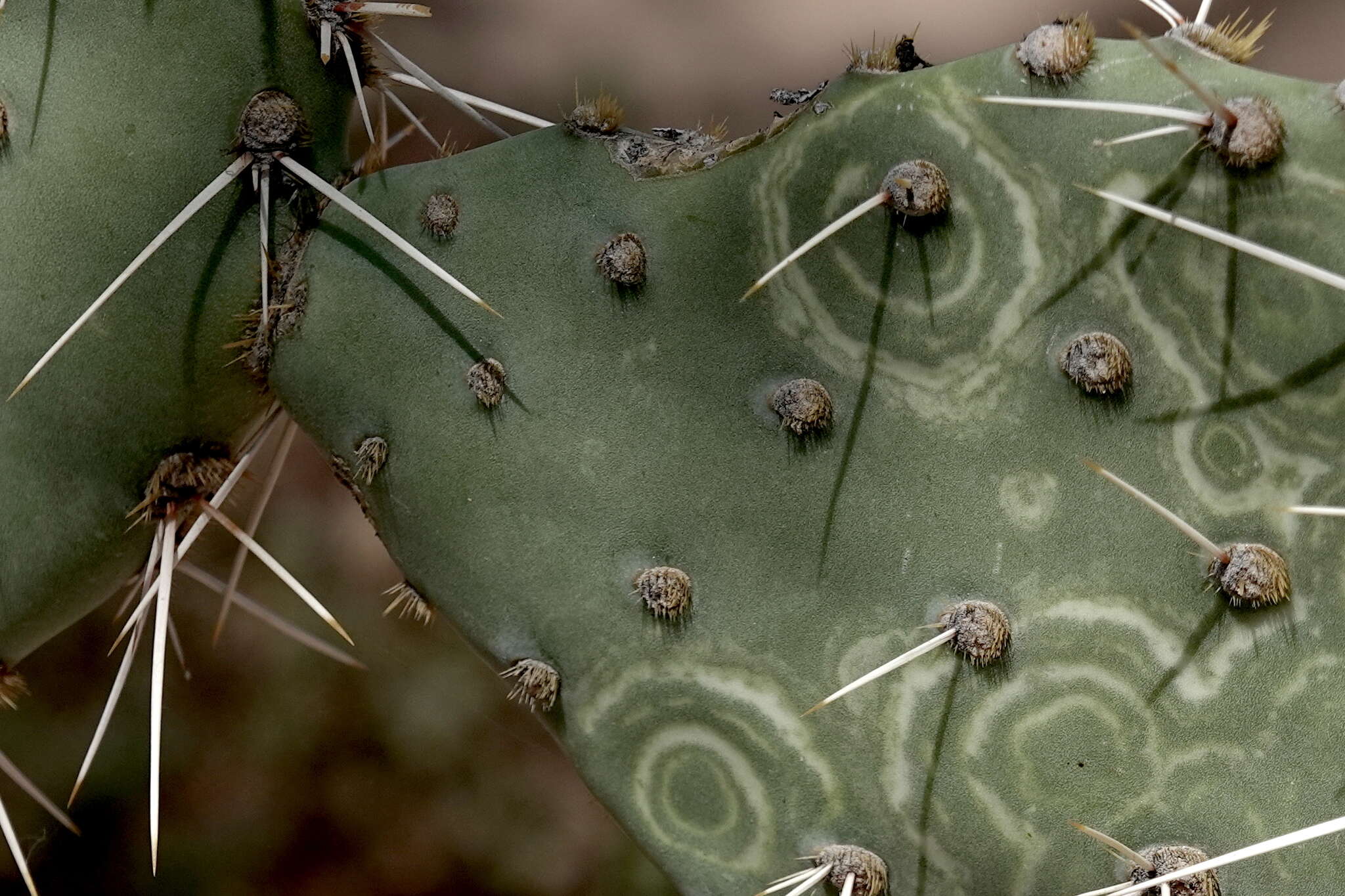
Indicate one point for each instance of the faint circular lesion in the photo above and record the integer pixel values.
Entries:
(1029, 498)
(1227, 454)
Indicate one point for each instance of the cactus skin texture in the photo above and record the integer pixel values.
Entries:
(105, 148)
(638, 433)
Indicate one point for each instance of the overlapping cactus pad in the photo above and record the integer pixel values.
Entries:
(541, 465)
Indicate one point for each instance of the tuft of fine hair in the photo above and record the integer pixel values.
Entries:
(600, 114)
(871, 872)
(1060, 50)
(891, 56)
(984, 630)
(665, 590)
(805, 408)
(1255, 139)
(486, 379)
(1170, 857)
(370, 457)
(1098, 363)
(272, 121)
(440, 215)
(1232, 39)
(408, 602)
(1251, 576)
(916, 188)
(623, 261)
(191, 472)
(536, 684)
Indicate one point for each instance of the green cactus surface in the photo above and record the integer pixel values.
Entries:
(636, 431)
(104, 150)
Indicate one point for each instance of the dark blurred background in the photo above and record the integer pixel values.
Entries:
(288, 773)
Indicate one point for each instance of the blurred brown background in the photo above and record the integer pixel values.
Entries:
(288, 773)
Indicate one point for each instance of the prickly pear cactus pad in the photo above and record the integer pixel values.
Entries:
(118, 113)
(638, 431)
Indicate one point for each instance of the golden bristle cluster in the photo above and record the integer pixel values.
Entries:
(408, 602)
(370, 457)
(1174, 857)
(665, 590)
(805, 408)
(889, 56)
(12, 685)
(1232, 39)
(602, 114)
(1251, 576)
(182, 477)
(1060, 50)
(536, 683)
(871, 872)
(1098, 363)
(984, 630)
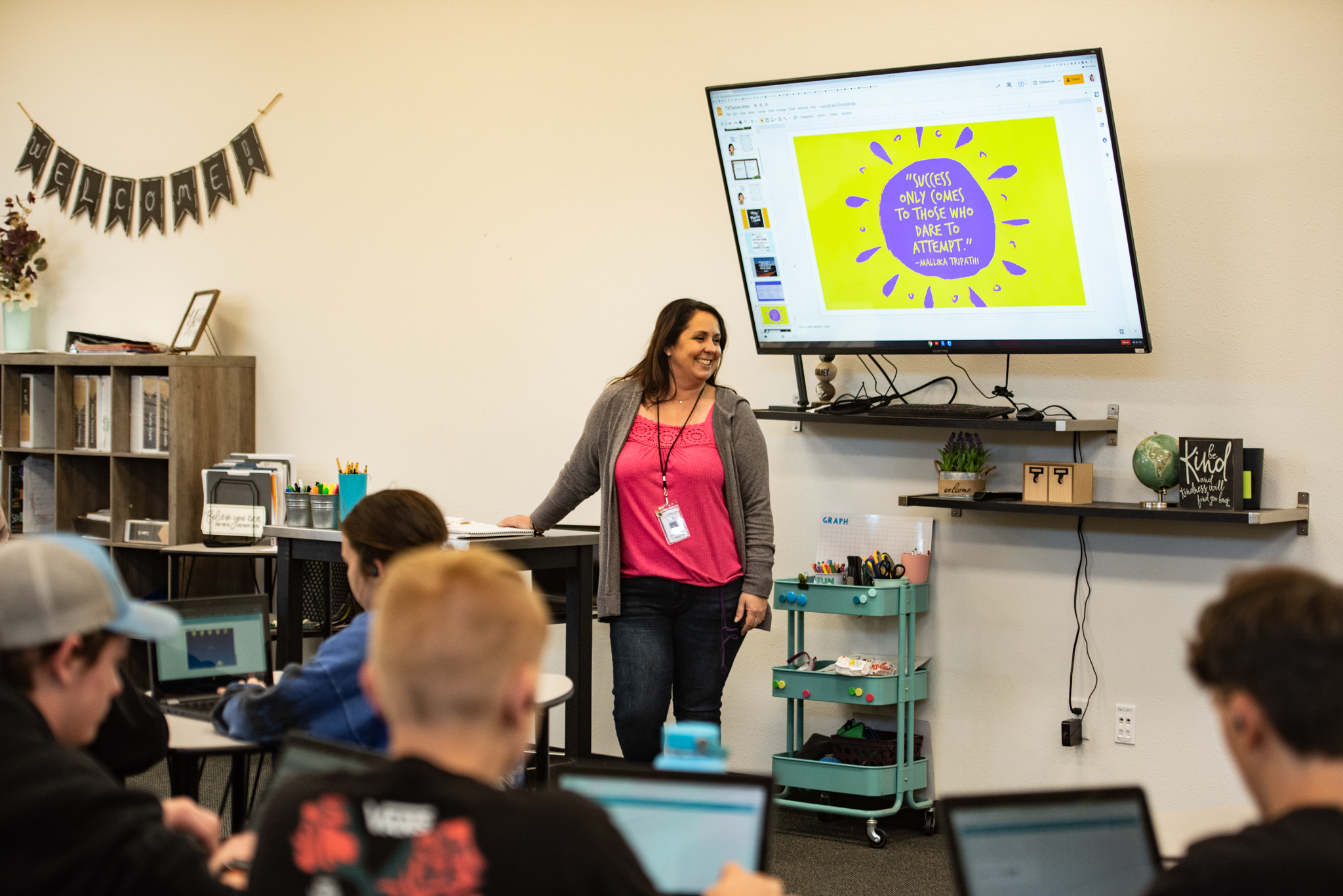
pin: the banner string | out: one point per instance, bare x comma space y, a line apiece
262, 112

Task goal:
Go through the data above and find the lines with the word "blurred". Copy each of those lines.

Expected output:
Indicate one point for each instance of the dark blurred background in the photo above and record the integer pixel values.
Indicate one point for each instance of the blurred brown background in the photo above and record the integer pixel values.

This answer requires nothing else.